Requirements = Count the lines in the items below that contain the word "shadow", matching case exactly, and reply with the number alone.

***

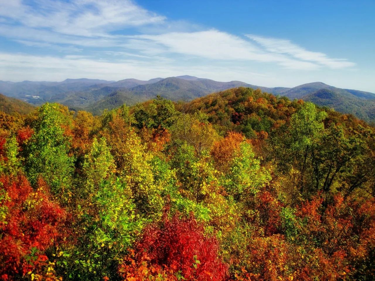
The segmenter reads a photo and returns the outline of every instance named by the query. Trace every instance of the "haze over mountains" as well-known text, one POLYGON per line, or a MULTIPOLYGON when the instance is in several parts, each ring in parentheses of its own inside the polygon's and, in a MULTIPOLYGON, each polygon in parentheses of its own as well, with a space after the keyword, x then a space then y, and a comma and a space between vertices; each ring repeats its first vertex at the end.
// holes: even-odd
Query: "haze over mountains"
POLYGON ((220 82, 189 75, 155 78, 147 81, 128 79, 117 81, 82 78, 61 82, 0 81, 0 93, 34 105, 58 102, 72 109, 94 114, 126 103, 128 105, 159 95, 172 100, 190 100, 208 94, 238 87, 259 88, 292 99, 302 99, 338 111, 352 114, 368 121, 375 120, 375 94, 342 89, 315 82, 293 88, 268 88, 240 81, 220 82))

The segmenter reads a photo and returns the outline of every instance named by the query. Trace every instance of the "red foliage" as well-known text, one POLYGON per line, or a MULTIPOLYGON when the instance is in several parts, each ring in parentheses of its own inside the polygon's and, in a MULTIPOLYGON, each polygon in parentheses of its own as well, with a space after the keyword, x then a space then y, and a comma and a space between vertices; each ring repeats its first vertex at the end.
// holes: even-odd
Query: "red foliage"
POLYGON ((264 227, 265 235, 276 233, 280 226, 282 207, 280 203, 268 191, 260 192, 257 194, 255 203, 258 223, 264 227))
POLYGON ((228 266, 218 258, 216 238, 204 231, 194 218, 175 216, 161 227, 151 225, 120 266, 120 275, 127 281, 159 275, 168 280, 177 280, 178 276, 188 280, 223 280, 228 266))
POLYGON ((33 190, 26 178, 0 177, 0 280, 13 280, 47 263, 44 251, 53 244, 64 210, 50 202, 39 186, 33 190))
POLYGON ((17 136, 16 137, 18 145, 22 145, 31 138, 33 133, 34 130, 29 127, 22 128, 19 130, 17 132, 17 136))

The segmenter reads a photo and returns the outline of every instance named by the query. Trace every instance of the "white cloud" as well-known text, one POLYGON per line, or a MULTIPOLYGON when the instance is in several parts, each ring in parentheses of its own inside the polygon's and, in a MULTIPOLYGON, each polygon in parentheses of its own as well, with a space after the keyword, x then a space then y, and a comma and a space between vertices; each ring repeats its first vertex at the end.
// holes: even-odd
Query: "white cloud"
POLYGON ((267 82, 268 73, 297 70, 294 73, 312 79, 312 73, 354 65, 288 40, 172 22, 131 0, 0 0, 0 36, 56 54, 0 53, 2 80, 147 79, 188 74, 282 85, 277 76, 267 82), (72 55, 63 56, 67 52, 72 55), (256 73, 258 68, 262 75, 256 73))
POLYGON ((267 51, 273 54, 290 55, 298 60, 316 63, 333 69, 355 65, 355 64, 346 59, 332 58, 323 53, 308 51, 293 44, 289 40, 266 38, 250 34, 246 36, 265 48, 267 51))
POLYGON ((130 0, 43 0, 34 4, 0 0, 0 15, 29 27, 88 37, 110 37, 108 32, 119 27, 160 23, 165 19, 130 0))
POLYGON ((285 68, 296 69, 310 70, 319 68, 319 66, 314 62, 302 61, 269 52, 249 40, 214 29, 195 32, 143 35, 134 38, 133 43, 137 49, 148 52, 150 49, 156 49, 161 52, 164 47, 167 48, 165 51, 214 60, 276 63, 285 68), (156 48, 155 43, 159 47, 156 48), (150 45, 152 46, 151 48, 150 45))

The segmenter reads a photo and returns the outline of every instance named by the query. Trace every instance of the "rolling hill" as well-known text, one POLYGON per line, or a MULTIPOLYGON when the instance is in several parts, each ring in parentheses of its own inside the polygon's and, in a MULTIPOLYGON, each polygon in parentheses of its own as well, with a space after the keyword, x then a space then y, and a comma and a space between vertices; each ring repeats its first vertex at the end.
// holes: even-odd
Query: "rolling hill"
POLYGON ((34 106, 30 103, 0 94, 0 111, 8 114, 15 112, 26 114, 30 112, 34 108, 34 106))
POLYGON ((189 101, 212 93, 238 87, 259 88, 274 95, 302 99, 318 105, 351 113, 368 121, 375 121, 375 94, 342 89, 322 82, 293 88, 269 88, 240 81, 221 82, 183 75, 148 81, 128 79, 117 81, 67 79, 61 82, 0 81, 0 92, 34 105, 58 102, 73 110, 85 109, 100 114, 123 103, 129 105, 160 95, 172 100, 189 101))

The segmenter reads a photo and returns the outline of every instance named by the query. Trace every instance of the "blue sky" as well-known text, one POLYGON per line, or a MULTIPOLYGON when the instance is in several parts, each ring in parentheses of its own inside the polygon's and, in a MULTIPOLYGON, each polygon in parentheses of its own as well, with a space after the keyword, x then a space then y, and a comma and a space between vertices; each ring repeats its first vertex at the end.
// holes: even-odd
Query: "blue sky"
POLYGON ((0 80, 187 74, 375 92, 375 1, 0 0, 0 80))

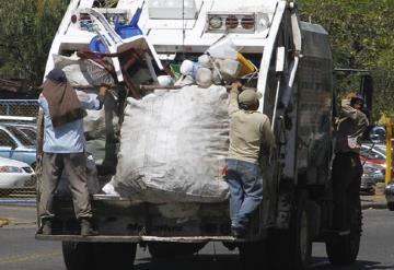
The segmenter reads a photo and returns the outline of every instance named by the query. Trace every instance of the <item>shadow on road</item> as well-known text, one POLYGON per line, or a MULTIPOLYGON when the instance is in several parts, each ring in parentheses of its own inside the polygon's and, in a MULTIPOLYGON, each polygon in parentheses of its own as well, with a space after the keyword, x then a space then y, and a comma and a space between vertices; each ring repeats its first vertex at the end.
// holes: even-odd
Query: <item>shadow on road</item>
POLYGON ((378 261, 358 260, 355 265, 348 267, 335 267, 329 265, 327 258, 314 257, 313 270, 380 270, 380 269, 394 269, 394 265, 386 266, 378 261))
POLYGON ((169 259, 139 259, 134 270, 201 270, 201 269, 225 269, 240 270, 237 255, 196 255, 190 257, 169 259))
MULTIPOLYGON (((312 270, 381 270, 394 269, 394 265, 382 265, 378 261, 359 260, 352 266, 335 267, 329 263, 327 258, 314 257, 312 270)), ((240 270, 237 255, 196 255, 192 257, 179 257, 169 259, 143 258, 138 260, 135 270, 201 270, 201 269, 225 269, 240 270)))

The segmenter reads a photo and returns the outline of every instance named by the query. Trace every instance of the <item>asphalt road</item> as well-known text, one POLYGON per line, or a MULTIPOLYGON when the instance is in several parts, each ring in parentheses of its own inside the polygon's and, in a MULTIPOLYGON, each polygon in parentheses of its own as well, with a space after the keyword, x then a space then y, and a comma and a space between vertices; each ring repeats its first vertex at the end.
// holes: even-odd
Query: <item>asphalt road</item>
MULTIPOLYGON (((363 211, 364 225, 360 254, 356 265, 334 268, 326 258, 323 244, 313 246, 313 270, 381 270, 394 269, 394 212, 363 211)), ((14 225, 0 228, 1 270, 65 270, 60 243, 34 239, 35 209, 1 207, 0 216, 11 218, 14 225), (16 223, 16 224, 15 224, 16 223)), ((283 254, 283 257, 286 255, 283 254)), ((151 260, 148 250, 137 251, 136 270, 237 270, 237 251, 229 251, 221 244, 208 244, 193 258, 151 260)))

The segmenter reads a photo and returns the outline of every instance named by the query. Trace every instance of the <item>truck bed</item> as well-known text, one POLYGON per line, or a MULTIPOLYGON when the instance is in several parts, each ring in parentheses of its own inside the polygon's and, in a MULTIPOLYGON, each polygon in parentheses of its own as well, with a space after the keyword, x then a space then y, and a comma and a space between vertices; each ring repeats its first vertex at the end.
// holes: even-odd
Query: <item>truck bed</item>
MULTIPOLYGON (((92 198, 94 225, 99 236, 81 237, 70 197, 57 197, 54 235, 36 235, 37 239, 76 242, 234 242, 231 236, 229 202, 222 203, 148 203, 119 197, 96 195, 92 198), (174 212, 177 207, 193 212, 174 212), (187 216, 186 216, 187 215, 187 216)), ((254 216, 246 238, 265 235, 254 216)), ((260 236, 260 237, 259 237, 260 236)))

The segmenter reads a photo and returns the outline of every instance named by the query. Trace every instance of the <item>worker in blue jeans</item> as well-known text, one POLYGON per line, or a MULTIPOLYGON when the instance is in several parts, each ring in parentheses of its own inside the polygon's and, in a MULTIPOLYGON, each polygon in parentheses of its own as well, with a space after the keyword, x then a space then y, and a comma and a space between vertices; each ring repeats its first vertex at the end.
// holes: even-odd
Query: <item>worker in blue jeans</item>
MULTIPOLYGON (((231 232, 243 237, 250 216, 263 199, 263 176, 259 154, 275 146, 275 138, 268 117, 257 111, 259 93, 242 84, 231 85, 230 148, 227 162, 227 180, 230 187, 231 232)), ((269 154, 269 153, 263 153, 269 154)))

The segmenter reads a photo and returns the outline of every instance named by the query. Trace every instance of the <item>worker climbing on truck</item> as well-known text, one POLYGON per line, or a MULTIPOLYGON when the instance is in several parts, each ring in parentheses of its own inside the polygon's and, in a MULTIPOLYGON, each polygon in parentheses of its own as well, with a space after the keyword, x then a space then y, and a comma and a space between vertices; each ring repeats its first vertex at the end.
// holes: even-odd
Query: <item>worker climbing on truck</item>
POLYGON ((227 176, 231 231, 235 237, 244 236, 248 219, 263 199, 263 176, 258 165, 260 145, 267 150, 275 145, 268 117, 257 111, 259 94, 253 89, 241 93, 239 90, 242 90, 241 83, 231 85, 227 176))
POLYGON ((85 139, 82 118, 84 109, 103 106, 106 86, 100 95, 83 94, 68 83, 60 69, 51 70, 44 83, 38 103, 44 113, 43 186, 39 198, 39 233, 53 234, 54 196, 63 172, 72 192, 77 219, 81 223, 81 235, 93 235, 92 209, 86 184, 85 139))
POLYGON ((335 159, 333 163, 334 227, 350 230, 350 204, 359 203, 362 165, 360 140, 368 127, 368 118, 361 111, 363 98, 349 94, 341 101, 336 128, 335 159))

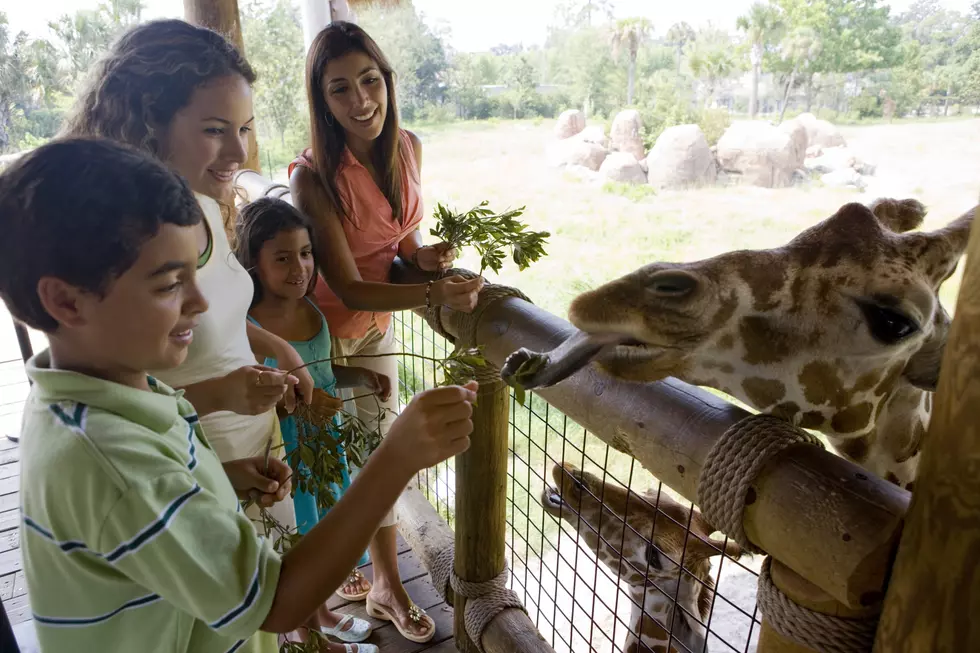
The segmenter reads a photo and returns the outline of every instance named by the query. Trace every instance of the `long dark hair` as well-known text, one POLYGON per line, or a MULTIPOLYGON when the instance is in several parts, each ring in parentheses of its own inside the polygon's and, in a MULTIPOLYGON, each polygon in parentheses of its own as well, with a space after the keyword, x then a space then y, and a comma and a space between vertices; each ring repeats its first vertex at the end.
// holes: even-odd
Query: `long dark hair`
POLYGON ((313 278, 306 288, 309 295, 316 287, 317 270, 320 269, 316 260, 316 241, 313 235, 313 224, 303 213, 289 202, 274 198, 260 197, 249 202, 238 212, 238 222, 235 225, 235 256, 242 267, 248 270, 252 277, 252 308, 262 299, 262 282, 259 280, 259 251, 262 246, 276 237, 280 231, 306 229, 313 245, 313 278))
POLYGON ((391 205, 392 217, 401 221, 402 179, 394 71, 374 39, 353 23, 336 21, 327 25, 313 39, 306 56, 306 94, 310 107, 313 165, 334 211, 340 216, 349 218, 349 207, 344 206, 337 188, 337 171, 344 158, 347 138, 344 128, 336 120, 327 122, 330 109, 327 107, 324 93, 323 76, 331 60, 351 52, 363 52, 371 57, 381 70, 381 76, 384 77, 388 87, 388 113, 385 116, 381 135, 372 148, 372 162, 380 173, 381 192, 391 205))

***

Response to the task = 2